SET TASK A –
Transcribe the section of the forum thread below that runs from "Downloaded the new OS" down to "still didn't work.", keeping both ends.

PAGE EXTRACT –
--*--

Now you have the same functionality you had before and then some. You can do more acct management and the UI looks more updated as well. Still can search the guide and set recordings. I don't think they can ever detect if the phone is jailbroken through Safari, as it runs web apps and sites in a protected mode. Plus anything using the Safari engine is subject to the Nitro javascript engine, so it runs pretty quick. Old apps with web view calls could not take advantage of the javascript engine. This is why the facebook app for iphone was soooooo slow until they finally wrote a native Obj C app.

Problem solved.

On the other side, the devs for xcon are aware of this update and are working on it.


----------



## bigwad

Downloaded the new OS 6 to my iPhone 4S last night. Nice. Downloaded the new app for D*tv, but it could not locate my HR20 receivers. I tried putting the IP address in manually, but still didn't work.

--*--

SET TASK B –
In the records below, replace "located_boxes" with "detected_boxes" from the start of the records down to the line containing "[16,154,88,212]", both ends included. Write out only those lines with no other changes, and leave the pictures out.

Image annotation data:
--*--

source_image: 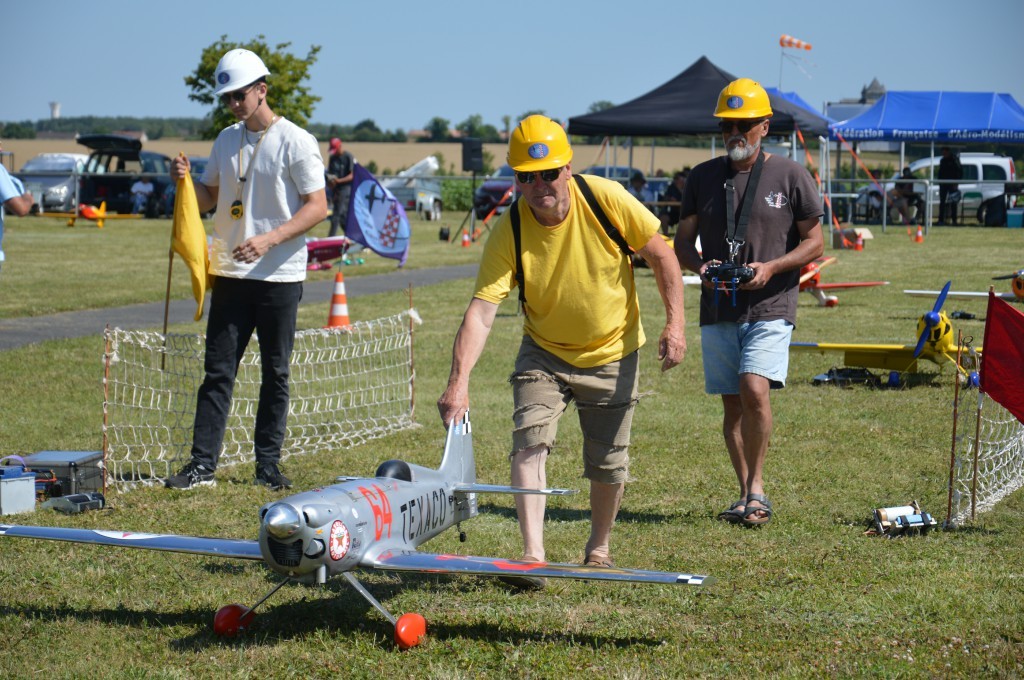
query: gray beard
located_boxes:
[729,142,761,163]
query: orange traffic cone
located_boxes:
[327,271,351,328]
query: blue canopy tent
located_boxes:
[828,91,1024,228]
[828,91,1024,143]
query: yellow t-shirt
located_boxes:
[474,175,659,369]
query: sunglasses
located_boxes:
[220,86,255,107]
[718,118,767,134]
[515,168,562,184]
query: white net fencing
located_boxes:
[946,372,1024,526]
[103,309,420,490]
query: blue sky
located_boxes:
[0,0,1024,130]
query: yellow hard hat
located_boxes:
[715,78,771,118]
[507,115,572,172]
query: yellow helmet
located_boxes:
[507,115,572,172]
[715,78,771,118]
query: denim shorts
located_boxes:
[700,318,793,394]
[509,336,639,484]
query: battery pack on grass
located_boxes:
[25,451,103,495]
[0,456,36,515]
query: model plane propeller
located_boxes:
[800,257,889,307]
[0,414,714,649]
[903,269,1024,302]
[790,282,981,384]
[306,237,362,271]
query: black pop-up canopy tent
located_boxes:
[568,56,828,137]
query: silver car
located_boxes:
[16,154,88,212]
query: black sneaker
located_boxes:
[164,463,217,491]
[256,463,292,492]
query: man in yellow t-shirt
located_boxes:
[437,116,686,588]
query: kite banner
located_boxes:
[171,168,210,321]
[345,163,412,267]
[778,34,811,49]
[981,291,1024,423]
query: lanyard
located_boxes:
[230,116,278,219]
[725,150,765,263]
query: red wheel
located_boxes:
[394,612,427,649]
[213,604,256,637]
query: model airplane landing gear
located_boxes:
[213,579,291,637]
[341,571,427,649]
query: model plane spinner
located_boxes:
[903,269,1024,302]
[790,282,981,378]
[0,414,714,649]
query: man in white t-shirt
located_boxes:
[166,49,327,490]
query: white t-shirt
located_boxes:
[200,118,324,282]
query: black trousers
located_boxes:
[328,184,352,237]
[191,277,302,470]
[939,184,956,224]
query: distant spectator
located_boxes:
[890,168,925,224]
[327,137,355,237]
[658,170,690,233]
[0,137,32,274]
[131,177,153,214]
[629,171,654,208]
[938,146,964,226]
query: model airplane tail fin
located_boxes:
[438,412,476,484]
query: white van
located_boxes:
[855,152,1017,220]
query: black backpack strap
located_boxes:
[509,198,526,313]
[572,175,633,257]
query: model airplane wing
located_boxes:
[814,281,888,290]
[373,550,715,586]
[0,524,263,561]
[790,342,918,372]
[903,290,1017,300]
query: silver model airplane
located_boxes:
[0,414,714,649]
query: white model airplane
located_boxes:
[903,269,1024,302]
[0,414,714,649]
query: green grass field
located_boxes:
[0,216,1024,678]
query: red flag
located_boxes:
[981,290,1024,423]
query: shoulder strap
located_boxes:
[509,197,526,313]
[572,175,633,257]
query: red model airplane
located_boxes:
[800,257,889,307]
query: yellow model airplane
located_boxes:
[790,282,981,384]
[39,201,142,229]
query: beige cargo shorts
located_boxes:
[509,336,639,484]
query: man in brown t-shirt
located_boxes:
[675,78,824,526]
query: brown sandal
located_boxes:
[583,553,615,569]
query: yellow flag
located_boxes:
[171,168,210,321]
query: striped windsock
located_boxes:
[778,34,811,49]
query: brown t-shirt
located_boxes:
[682,156,824,326]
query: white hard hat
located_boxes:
[213,49,270,95]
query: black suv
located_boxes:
[76,134,171,217]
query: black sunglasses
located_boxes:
[515,168,562,184]
[220,85,255,107]
[718,118,768,134]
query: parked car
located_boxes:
[853,152,1017,222]
[473,164,515,219]
[77,134,171,217]
[16,154,88,213]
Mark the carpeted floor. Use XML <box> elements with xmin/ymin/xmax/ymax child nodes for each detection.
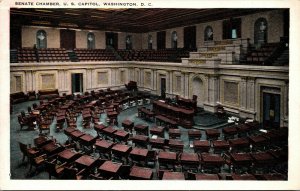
<box><xmin>10</xmin><ymin>101</ymin><xmax>227</xmax><ymax>179</ymax></box>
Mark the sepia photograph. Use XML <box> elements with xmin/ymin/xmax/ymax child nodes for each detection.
<box><xmin>0</xmin><ymin>0</ymin><xmax>300</xmax><ymax>190</ymax></box>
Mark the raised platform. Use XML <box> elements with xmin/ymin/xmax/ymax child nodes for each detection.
<box><xmin>193</xmin><ymin>111</ymin><xmax>228</xmax><ymax>129</ymax></box>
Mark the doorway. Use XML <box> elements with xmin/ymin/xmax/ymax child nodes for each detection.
<box><xmin>160</xmin><ymin>78</ymin><xmax>166</xmax><ymax>99</ymax></box>
<box><xmin>71</xmin><ymin>73</ymin><xmax>83</xmax><ymax>93</ymax></box>
<box><xmin>263</xmin><ymin>92</ymin><xmax>280</xmax><ymax>128</ymax></box>
<box><xmin>60</xmin><ymin>29</ymin><xmax>76</xmax><ymax>50</ymax></box>
<box><xmin>184</xmin><ymin>26</ymin><xmax>196</xmax><ymax>50</ymax></box>
<box><xmin>105</xmin><ymin>32</ymin><xmax>118</xmax><ymax>50</ymax></box>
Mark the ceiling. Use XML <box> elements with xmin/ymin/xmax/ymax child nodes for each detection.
<box><xmin>10</xmin><ymin>8</ymin><xmax>270</xmax><ymax>33</ymax></box>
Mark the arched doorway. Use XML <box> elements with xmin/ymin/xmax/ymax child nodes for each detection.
<box><xmin>192</xmin><ymin>77</ymin><xmax>204</xmax><ymax>107</ymax></box>
<box><xmin>254</xmin><ymin>18</ymin><xmax>268</xmax><ymax>47</ymax></box>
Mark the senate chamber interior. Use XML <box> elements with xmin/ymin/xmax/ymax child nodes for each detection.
<box><xmin>10</xmin><ymin>8</ymin><xmax>290</xmax><ymax>181</ymax></box>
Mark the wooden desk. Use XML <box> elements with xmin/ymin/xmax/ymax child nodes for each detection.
<box><xmin>169</xmin><ymin>139</ymin><xmax>184</xmax><ymax>152</ymax></box>
<box><xmin>42</xmin><ymin>142</ymin><xmax>64</xmax><ymax>156</ymax></box>
<box><xmin>251</xmin><ymin>152</ymin><xmax>275</xmax><ymax>167</ymax></box>
<box><xmin>111</xmin><ymin>144</ymin><xmax>131</xmax><ymax>157</ymax></box>
<box><xmin>230</xmin><ymin>153</ymin><xmax>253</xmax><ymax>170</ymax></box>
<box><xmin>102</xmin><ymin>126</ymin><xmax>117</xmax><ymax>138</ymax></box>
<box><xmin>138</xmin><ymin>107</ymin><xmax>155</xmax><ymax>120</ymax></box>
<box><xmin>180</xmin><ymin>153</ymin><xmax>200</xmax><ymax>165</ymax></box>
<box><xmin>262</xmin><ymin>173</ymin><xmax>286</xmax><ymax>180</ymax></box>
<box><xmin>64</xmin><ymin>127</ymin><xmax>77</xmax><ymax>136</ymax></box>
<box><xmin>228</xmin><ymin>138</ymin><xmax>250</xmax><ymax>149</ymax></box>
<box><xmin>129</xmin><ymin>148</ymin><xmax>148</xmax><ymax>161</ymax></box>
<box><xmin>113</xmin><ymin>130</ymin><xmax>129</xmax><ymax>142</ymax></box>
<box><xmin>57</xmin><ymin>149</ymin><xmax>80</xmax><ymax>163</ymax></box>
<box><xmin>70</xmin><ymin>130</ymin><xmax>85</xmax><ymax>141</ymax></box>
<box><xmin>149</xmin><ymin>137</ymin><xmax>165</xmax><ymax>149</ymax></box>
<box><xmin>94</xmin><ymin>124</ymin><xmax>106</xmax><ymax>135</ymax></box>
<box><xmin>205</xmin><ymin>129</ymin><xmax>220</xmax><ymax>140</ymax></box>
<box><xmin>162</xmin><ymin>171</ymin><xmax>185</xmax><ymax>180</ymax></box>
<box><xmin>231</xmin><ymin>174</ymin><xmax>256</xmax><ymax>180</ymax></box>
<box><xmin>193</xmin><ymin>140</ymin><xmax>210</xmax><ymax>152</ymax></box>
<box><xmin>99</xmin><ymin>161</ymin><xmax>122</xmax><ymax>177</ymax></box>
<box><xmin>222</xmin><ymin>126</ymin><xmax>238</xmax><ymax>139</ymax></box>
<box><xmin>122</xmin><ymin>119</ymin><xmax>134</xmax><ymax>133</ymax></box>
<box><xmin>150</xmin><ymin>126</ymin><xmax>165</xmax><ymax>137</ymax></box>
<box><xmin>249</xmin><ymin>135</ymin><xmax>267</xmax><ymax>147</ymax></box>
<box><xmin>212</xmin><ymin>140</ymin><xmax>230</xmax><ymax>152</ymax></box>
<box><xmin>188</xmin><ymin>129</ymin><xmax>201</xmax><ymax>140</ymax></box>
<box><xmin>158</xmin><ymin>151</ymin><xmax>177</xmax><ymax>163</ymax></box>
<box><xmin>33</xmin><ymin>136</ymin><xmax>53</xmax><ymax>148</ymax></box>
<box><xmin>134</xmin><ymin>124</ymin><xmax>149</xmax><ymax>136</ymax></box>
<box><xmin>79</xmin><ymin>134</ymin><xmax>96</xmax><ymax>146</ymax></box>
<box><xmin>129</xmin><ymin>166</ymin><xmax>153</xmax><ymax>180</ymax></box>
<box><xmin>196</xmin><ymin>174</ymin><xmax>219</xmax><ymax>180</ymax></box>
<box><xmin>153</xmin><ymin>101</ymin><xmax>195</xmax><ymax>128</ymax></box>
<box><xmin>131</xmin><ymin>135</ymin><xmax>149</xmax><ymax>146</ymax></box>
<box><xmin>169</xmin><ymin>129</ymin><xmax>181</xmax><ymax>138</ymax></box>
<box><xmin>95</xmin><ymin>139</ymin><xmax>113</xmax><ymax>153</ymax></box>
<box><xmin>75</xmin><ymin>155</ymin><xmax>96</xmax><ymax>169</ymax></box>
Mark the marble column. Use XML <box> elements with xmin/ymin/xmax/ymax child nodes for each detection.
<box><xmin>240</xmin><ymin>77</ymin><xmax>249</xmax><ymax>110</ymax></box>
<box><xmin>247</xmin><ymin>77</ymin><xmax>255</xmax><ymax>112</ymax></box>
<box><xmin>184</xmin><ymin>72</ymin><xmax>190</xmax><ymax>98</ymax></box>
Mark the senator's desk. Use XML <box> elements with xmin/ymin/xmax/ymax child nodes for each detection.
<box><xmin>150</xmin><ymin>126</ymin><xmax>165</xmax><ymax>137</ymax></box>
<box><xmin>188</xmin><ymin>129</ymin><xmax>201</xmax><ymax>140</ymax></box>
<box><xmin>231</xmin><ymin>174</ymin><xmax>256</xmax><ymax>180</ymax></box>
<box><xmin>212</xmin><ymin>140</ymin><xmax>230</xmax><ymax>153</ymax></box>
<box><xmin>162</xmin><ymin>171</ymin><xmax>185</xmax><ymax>180</ymax></box>
<box><xmin>179</xmin><ymin>153</ymin><xmax>200</xmax><ymax>171</ymax></box>
<box><xmin>102</xmin><ymin>126</ymin><xmax>117</xmax><ymax>138</ymax></box>
<box><xmin>111</xmin><ymin>144</ymin><xmax>132</xmax><ymax>158</ymax></box>
<box><xmin>251</xmin><ymin>152</ymin><xmax>275</xmax><ymax>171</ymax></box>
<box><xmin>94</xmin><ymin>124</ymin><xmax>106</xmax><ymax>136</ymax></box>
<box><xmin>155</xmin><ymin>115</ymin><xmax>178</xmax><ymax>128</ymax></box>
<box><xmin>149</xmin><ymin>137</ymin><xmax>165</xmax><ymax>149</ymax></box>
<box><xmin>113</xmin><ymin>130</ymin><xmax>129</xmax><ymax>142</ymax></box>
<box><xmin>153</xmin><ymin>100</ymin><xmax>195</xmax><ymax>128</ymax></box>
<box><xmin>33</xmin><ymin>136</ymin><xmax>53</xmax><ymax>148</ymax></box>
<box><xmin>205</xmin><ymin>129</ymin><xmax>220</xmax><ymax>140</ymax></box>
<box><xmin>75</xmin><ymin>155</ymin><xmax>96</xmax><ymax>169</ymax></box>
<box><xmin>248</xmin><ymin>135</ymin><xmax>268</xmax><ymax>150</ymax></box>
<box><xmin>196</xmin><ymin>174</ymin><xmax>219</xmax><ymax>180</ymax></box>
<box><xmin>78</xmin><ymin>134</ymin><xmax>96</xmax><ymax>147</ymax></box>
<box><xmin>222</xmin><ymin>126</ymin><xmax>238</xmax><ymax>139</ymax></box>
<box><xmin>129</xmin><ymin>147</ymin><xmax>148</xmax><ymax>161</ymax></box>
<box><xmin>158</xmin><ymin>151</ymin><xmax>177</xmax><ymax>165</ymax></box>
<box><xmin>99</xmin><ymin>161</ymin><xmax>122</xmax><ymax>177</ymax></box>
<box><xmin>122</xmin><ymin>119</ymin><xmax>134</xmax><ymax>133</ymax></box>
<box><xmin>177</xmin><ymin>97</ymin><xmax>197</xmax><ymax>109</ymax></box>
<box><xmin>193</xmin><ymin>140</ymin><xmax>210</xmax><ymax>152</ymax></box>
<box><xmin>129</xmin><ymin>166</ymin><xmax>153</xmax><ymax>180</ymax></box>
<box><xmin>57</xmin><ymin>149</ymin><xmax>80</xmax><ymax>163</ymax></box>
<box><xmin>94</xmin><ymin>139</ymin><xmax>114</xmax><ymax>158</ymax></box>
<box><xmin>262</xmin><ymin>173</ymin><xmax>286</xmax><ymax>180</ymax></box>
<box><xmin>138</xmin><ymin>107</ymin><xmax>155</xmax><ymax>120</ymax></box>
<box><xmin>230</xmin><ymin>153</ymin><xmax>253</xmax><ymax>171</ymax></box>
<box><xmin>169</xmin><ymin>129</ymin><xmax>181</xmax><ymax>139</ymax></box>
<box><xmin>64</xmin><ymin>127</ymin><xmax>78</xmax><ymax>137</ymax></box>
<box><xmin>201</xmin><ymin>153</ymin><xmax>225</xmax><ymax>172</ymax></box>
<box><xmin>134</xmin><ymin>124</ymin><xmax>149</xmax><ymax>136</ymax></box>
<box><xmin>70</xmin><ymin>130</ymin><xmax>85</xmax><ymax>141</ymax></box>
<box><xmin>131</xmin><ymin>135</ymin><xmax>149</xmax><ymax>147</ymax></box>
<box><xmin>42</xmin><ymin>141</ymin><xmax>64</xmax><ymax>156</ymax></box>
<box><xmin>169</xmin><ymin>139</ymin><xmax>184</xmax><ymax>152</ymax></box>
<box><xmin>228</xmin><ymin>137</ymin><xmax>250</xmax><ymax>151</ymax></box>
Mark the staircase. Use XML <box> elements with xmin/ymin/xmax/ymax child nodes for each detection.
<box><xmin>9</xmin><ymin>49</ymin><xmax>18</xmax><ymax>63</ymax></box>
<box><xmin>273</xmin><ymin>48</ymin><xmax>290</xmax><ymax>66</ymax></box>
<box><xmin>67</xmin><ymin>50</ymin><xmax>79</xmax><ymax>62</ymax></box>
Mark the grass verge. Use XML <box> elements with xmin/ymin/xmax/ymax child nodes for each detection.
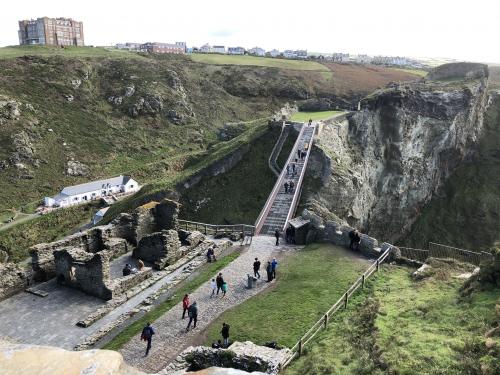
<box><xmin>285</xmin><ymin>266</ymin><xmax>499</xmax><ymax>375</ymax></box>
<box><xmin>201</xmin><ymin>244</ymin><xmax>368</xmax><ymax>347</ymax></box>
<box><xmin>191</xmin><ymin>53</ymin><xmax>330</xmax><ymax>72</ymax></box>
<box><xmin>102</xmin><ymin>251</ymin><xmax>240</xmax><ymax>350</ymax></box>
<box><xmin>291</xmin><ymin>111</ymin><xmax>343</xmax><ymax>122</ymax></box>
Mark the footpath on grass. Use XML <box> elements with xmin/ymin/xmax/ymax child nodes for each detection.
<box><xmin>120</xmin><ymin>236</ymin><xmax>300</xmax><ymax>372</ymax></box>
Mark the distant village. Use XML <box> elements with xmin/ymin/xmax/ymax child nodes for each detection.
<box><xmin>18</xmin><ymin>17</ymin><xmax>424</xmax><ymax>68</ymax></box>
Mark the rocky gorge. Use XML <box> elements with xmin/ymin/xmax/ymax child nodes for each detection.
<box><xmin>305</xmin><ymin>63</ymin><xmax>489</xmax><ymax>241</ymax></box>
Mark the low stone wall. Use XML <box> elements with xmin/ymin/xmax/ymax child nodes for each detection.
<box><xmin>162</xmin><ymin>341</ymin><xmax>290</xmax><ymax>375</ymax></box>
<box><xmin>0</xmin><ymin>263</ymin><xmax>31</xmax><ymax>301</ymax></box>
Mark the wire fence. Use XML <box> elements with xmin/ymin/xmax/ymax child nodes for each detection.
<box><xmin>281</xmin><ymin>246</ymin><xmax>392</xmax><ymax>368</ymax></box>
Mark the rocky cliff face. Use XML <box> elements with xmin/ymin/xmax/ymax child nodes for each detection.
<box><xmin>306</xmin><ymin>64</ymin><xmax>488</xmax><ymax>241</ymax></box>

--*--

FINISHED ANSWER A –
Downloaded the new OS 6 to my iPhone 4S last night. Nice. Downloaded the new app for D*tv, but it could not locate my HR20 receivers. I tried putting the IP address in manually, but still didn't work.

FINISHED ANSWER B –
source_image: 
query: gray beard
detected_boxes:
[729,142,761,163]
query: orange traffic cone
detected_boxes:
[327,271,351,328]
query: blue canopy tent
detected_boxes:
[828,91,1024,228]
[828,91,1024,143]
query: yellow t-shirt
detected_boxes:
[474,175,659,369]
query: sunglasses
detected_boxes:
[220,86,255,107]
[718,118,767,134]
[515,168,562,184]
query: white net fencing
detected_boxes:
[946,372,1024,526]
[103,309,420,490]
query: blue sky
detected_boxes:
[0,0,1024,130]
query: yellow hard hat
detected_boxes:
[715,78,771,118]
[507,115,572,172]
query: yellow helmet
detected_boxes:
[507,115,572,172]
[715,78,771,118]
query: denim shorts
detected_boxes:
[700,318,793,394]
[509,336,639,484]
query: battery pack on grass
detected_boxes:
[25,451,103,495]
[0,456,36,515]
query: model plane propeller
detected_boxes:
[800,257,889,307]
[0,414,714,649]
[903,269,1024,302]
[790,282,981,384]
[306,237,362,271]
query: black pop-up canopy tent
detected_boxes:
[568,56,828,137]
query: silver car
detected_boxes:
[16,154,88,212]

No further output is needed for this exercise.